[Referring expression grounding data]
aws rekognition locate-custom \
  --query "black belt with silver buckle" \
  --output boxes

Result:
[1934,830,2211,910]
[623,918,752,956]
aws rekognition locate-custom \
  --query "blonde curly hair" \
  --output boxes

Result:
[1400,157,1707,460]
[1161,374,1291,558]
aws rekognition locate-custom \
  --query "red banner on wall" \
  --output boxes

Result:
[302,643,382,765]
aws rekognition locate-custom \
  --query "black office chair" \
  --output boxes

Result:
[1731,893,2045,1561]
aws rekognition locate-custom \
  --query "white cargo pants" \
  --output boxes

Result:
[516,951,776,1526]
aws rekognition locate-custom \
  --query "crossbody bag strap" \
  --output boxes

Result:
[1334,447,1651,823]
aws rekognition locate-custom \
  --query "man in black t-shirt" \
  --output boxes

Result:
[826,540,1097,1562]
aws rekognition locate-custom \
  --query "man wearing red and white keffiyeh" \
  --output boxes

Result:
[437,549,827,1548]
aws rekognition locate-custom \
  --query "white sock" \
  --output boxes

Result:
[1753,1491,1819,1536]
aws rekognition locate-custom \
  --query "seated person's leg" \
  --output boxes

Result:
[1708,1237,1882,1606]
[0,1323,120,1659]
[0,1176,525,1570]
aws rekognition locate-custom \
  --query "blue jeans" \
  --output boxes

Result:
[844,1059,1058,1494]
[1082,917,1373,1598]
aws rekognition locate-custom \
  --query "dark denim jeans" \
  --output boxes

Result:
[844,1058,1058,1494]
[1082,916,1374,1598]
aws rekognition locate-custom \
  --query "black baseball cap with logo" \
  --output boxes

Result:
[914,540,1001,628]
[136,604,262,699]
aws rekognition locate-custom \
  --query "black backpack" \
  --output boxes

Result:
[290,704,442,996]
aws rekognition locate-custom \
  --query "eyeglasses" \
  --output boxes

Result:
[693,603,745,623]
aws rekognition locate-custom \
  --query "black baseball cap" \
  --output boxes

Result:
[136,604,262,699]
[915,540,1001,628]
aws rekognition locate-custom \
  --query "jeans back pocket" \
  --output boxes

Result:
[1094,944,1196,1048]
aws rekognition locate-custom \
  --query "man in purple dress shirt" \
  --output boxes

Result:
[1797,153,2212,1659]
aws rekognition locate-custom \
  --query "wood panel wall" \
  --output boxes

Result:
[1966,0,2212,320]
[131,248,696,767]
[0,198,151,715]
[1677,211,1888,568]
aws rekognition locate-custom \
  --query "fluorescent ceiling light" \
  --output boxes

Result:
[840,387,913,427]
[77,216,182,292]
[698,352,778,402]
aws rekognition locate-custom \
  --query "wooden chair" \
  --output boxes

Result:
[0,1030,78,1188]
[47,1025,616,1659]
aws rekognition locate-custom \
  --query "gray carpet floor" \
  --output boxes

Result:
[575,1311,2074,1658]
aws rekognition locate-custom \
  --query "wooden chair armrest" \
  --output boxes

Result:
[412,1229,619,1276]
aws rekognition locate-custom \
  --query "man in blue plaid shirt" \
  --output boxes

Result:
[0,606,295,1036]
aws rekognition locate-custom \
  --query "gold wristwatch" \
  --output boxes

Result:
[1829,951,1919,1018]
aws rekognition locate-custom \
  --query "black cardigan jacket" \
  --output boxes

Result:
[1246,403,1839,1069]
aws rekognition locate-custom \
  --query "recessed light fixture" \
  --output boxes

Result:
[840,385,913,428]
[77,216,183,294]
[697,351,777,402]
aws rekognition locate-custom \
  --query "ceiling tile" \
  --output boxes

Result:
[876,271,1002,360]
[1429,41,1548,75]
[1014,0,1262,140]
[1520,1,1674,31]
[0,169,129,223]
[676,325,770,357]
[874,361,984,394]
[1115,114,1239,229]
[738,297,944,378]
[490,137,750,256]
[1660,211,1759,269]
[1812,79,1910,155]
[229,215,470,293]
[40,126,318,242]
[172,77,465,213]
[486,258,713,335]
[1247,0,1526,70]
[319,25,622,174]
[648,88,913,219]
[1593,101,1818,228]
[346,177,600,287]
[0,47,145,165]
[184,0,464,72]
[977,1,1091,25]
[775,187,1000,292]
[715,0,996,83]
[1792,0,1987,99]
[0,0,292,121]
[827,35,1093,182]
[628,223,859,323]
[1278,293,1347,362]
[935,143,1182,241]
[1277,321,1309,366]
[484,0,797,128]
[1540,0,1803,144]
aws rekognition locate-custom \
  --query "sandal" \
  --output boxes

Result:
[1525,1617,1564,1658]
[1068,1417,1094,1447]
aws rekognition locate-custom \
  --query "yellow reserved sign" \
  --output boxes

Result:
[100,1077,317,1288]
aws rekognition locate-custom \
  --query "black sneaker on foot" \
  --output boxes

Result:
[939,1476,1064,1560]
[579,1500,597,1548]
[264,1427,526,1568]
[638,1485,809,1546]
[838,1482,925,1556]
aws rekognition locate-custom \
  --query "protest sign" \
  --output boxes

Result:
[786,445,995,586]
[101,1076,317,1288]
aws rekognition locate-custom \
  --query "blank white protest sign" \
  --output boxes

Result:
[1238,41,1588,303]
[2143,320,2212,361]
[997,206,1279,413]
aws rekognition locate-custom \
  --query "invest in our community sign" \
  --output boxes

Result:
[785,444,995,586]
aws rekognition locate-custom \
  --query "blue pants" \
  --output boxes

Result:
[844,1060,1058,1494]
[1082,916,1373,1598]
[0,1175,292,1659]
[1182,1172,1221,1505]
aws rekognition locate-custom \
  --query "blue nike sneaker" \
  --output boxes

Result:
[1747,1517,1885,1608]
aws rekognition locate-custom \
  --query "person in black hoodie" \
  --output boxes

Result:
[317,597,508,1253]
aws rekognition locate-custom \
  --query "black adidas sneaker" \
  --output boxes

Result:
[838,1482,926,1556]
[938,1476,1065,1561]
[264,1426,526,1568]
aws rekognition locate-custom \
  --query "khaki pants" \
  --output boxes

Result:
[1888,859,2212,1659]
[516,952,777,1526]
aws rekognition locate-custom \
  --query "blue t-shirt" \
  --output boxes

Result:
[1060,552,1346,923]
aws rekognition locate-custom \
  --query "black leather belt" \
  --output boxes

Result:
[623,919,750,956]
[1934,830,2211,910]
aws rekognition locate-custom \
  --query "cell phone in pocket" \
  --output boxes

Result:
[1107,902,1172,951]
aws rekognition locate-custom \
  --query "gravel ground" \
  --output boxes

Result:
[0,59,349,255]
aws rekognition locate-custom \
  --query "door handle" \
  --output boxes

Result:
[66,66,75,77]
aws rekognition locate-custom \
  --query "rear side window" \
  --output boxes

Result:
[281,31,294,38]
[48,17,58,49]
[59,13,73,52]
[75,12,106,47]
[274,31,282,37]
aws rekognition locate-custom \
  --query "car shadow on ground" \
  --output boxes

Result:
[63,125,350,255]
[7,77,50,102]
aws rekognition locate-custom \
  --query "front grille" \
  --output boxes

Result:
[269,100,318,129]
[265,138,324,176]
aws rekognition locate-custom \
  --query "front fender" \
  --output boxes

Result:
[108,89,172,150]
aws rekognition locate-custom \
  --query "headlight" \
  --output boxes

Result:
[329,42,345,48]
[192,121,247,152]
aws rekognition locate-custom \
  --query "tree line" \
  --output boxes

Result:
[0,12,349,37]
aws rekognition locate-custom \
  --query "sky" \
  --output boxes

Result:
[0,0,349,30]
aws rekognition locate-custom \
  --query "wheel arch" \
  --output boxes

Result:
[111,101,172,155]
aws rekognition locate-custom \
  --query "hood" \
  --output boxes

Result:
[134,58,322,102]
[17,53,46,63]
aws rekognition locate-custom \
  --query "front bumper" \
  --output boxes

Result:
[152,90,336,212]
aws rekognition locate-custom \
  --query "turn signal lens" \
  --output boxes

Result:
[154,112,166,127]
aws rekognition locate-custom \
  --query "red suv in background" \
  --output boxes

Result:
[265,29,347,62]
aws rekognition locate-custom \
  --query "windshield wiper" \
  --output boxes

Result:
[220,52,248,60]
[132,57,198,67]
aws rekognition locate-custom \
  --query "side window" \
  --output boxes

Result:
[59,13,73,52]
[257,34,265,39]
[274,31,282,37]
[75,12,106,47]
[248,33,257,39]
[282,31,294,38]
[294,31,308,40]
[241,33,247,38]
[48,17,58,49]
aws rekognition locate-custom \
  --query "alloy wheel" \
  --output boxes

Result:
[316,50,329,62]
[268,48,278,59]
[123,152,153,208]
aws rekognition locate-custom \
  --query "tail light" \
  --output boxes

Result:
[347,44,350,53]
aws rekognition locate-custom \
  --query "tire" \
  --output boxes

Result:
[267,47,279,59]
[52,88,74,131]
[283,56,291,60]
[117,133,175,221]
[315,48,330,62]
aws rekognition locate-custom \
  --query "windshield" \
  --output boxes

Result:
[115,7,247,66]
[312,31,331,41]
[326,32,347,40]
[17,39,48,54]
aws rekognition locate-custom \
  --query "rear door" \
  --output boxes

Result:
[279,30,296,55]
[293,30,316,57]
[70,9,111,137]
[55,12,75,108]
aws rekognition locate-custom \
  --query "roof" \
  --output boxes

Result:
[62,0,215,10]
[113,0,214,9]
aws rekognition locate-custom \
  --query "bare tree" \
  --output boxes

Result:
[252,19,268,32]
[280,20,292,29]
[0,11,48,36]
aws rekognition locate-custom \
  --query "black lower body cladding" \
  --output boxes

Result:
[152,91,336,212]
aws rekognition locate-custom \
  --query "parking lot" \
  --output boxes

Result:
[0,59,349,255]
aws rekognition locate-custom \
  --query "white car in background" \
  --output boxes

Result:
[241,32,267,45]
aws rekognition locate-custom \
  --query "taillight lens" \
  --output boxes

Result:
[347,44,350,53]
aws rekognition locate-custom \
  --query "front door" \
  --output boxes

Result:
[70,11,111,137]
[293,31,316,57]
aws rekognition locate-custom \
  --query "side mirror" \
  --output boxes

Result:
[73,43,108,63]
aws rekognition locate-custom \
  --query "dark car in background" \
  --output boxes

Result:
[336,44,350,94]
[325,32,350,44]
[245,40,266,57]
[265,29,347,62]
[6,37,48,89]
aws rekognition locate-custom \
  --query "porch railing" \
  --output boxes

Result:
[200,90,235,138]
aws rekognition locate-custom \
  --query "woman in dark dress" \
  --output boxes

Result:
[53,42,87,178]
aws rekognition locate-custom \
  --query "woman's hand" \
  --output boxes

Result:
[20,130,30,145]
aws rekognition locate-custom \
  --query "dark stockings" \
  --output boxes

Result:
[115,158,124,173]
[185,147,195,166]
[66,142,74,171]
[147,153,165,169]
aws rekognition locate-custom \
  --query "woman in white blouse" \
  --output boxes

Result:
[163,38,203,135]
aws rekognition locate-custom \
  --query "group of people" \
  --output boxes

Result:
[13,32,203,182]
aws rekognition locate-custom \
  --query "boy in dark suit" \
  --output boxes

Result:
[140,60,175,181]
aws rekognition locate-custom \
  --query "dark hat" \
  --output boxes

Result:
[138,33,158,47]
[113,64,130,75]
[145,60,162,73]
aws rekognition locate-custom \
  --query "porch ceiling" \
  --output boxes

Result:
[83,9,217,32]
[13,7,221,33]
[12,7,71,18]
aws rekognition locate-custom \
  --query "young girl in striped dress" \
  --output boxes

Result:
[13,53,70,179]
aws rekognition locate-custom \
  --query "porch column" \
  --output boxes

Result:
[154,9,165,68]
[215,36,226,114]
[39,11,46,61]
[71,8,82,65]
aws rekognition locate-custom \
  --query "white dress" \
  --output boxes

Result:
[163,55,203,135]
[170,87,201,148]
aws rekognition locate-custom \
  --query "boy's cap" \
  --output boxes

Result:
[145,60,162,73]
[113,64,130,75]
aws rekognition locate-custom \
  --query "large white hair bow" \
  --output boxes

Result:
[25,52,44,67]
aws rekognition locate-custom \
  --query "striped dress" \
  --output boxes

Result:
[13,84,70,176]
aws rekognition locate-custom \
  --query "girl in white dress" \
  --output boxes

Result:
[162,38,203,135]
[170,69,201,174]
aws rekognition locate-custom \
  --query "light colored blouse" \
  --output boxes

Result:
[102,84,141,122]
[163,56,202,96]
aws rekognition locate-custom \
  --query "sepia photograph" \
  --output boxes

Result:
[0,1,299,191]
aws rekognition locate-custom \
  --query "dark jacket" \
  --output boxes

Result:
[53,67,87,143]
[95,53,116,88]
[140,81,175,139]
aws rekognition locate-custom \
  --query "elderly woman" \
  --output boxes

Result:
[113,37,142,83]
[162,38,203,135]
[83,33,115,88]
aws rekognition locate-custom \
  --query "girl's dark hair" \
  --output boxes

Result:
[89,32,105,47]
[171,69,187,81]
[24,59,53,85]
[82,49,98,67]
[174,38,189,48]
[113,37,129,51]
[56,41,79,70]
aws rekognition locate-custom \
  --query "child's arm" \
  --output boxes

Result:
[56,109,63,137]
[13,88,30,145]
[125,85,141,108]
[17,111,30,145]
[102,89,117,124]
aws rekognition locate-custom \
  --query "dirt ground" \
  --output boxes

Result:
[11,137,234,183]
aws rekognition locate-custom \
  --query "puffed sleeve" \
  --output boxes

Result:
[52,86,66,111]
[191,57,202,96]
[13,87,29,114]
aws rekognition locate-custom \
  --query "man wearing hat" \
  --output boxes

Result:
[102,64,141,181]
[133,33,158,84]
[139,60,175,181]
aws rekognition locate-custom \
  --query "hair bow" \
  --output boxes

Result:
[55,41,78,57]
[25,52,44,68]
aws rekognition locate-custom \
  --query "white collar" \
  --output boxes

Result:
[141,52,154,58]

> **TASK DIRECTIONS**
Among the lines of the records, copy out each one that contains the word "pants".

> **SOLUTION TO THIS EXERCISE**
  --query "white cargo pants" \
  --query "blue pants" \
  --query "khaki pants" \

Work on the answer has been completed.